▶ Exercise goal
Copy down every line of the data that follows exactly. Omit the pictures.

▶ Stored data
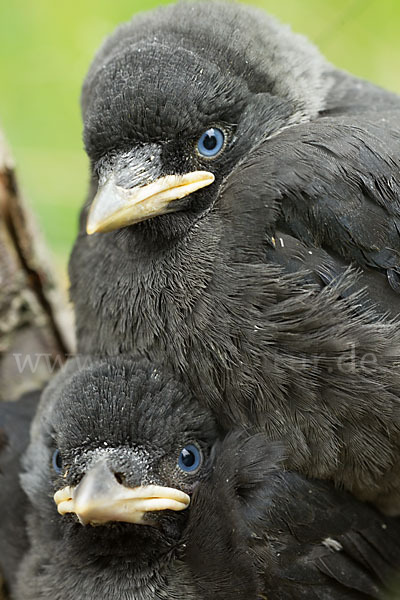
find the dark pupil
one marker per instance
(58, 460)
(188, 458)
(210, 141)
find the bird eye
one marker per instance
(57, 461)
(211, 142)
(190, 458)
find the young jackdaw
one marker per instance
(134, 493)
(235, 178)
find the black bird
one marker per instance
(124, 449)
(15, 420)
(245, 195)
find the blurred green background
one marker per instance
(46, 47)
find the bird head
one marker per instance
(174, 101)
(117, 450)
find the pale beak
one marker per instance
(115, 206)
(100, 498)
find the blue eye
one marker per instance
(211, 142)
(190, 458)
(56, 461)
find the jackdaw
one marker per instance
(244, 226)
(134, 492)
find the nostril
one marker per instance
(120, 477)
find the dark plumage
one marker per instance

▶ Completed task
find the dark pupil
one marker per instance
(58, 460)
(188, 458)
(210, 141)
find the bird eye
one marker per instance
(57, 461)
(211, 142)
(190, 458)
find the young jackdaw
one marker per instance
(134, 493)
(235, 178)
find the black bird
one marker per instance
(124, 449)
(15, 420)
(245, 195)
find the blurred green background
one marker per instance
(46, 47)
find the bird head
one marker per instance
(174, 101)
(117, 450)
find the pale beak
one marker per instance
(115, 206)
(100, 498)
find the blue eye
one marker per instance
(211, 142)
(190, 458)
(56, 461)
find the jackdaw
one marker per instance
(244, 226)
(134, 492)
find the nostril
one marker per instance
(120, 477)
find the dark plumage
one marker per instance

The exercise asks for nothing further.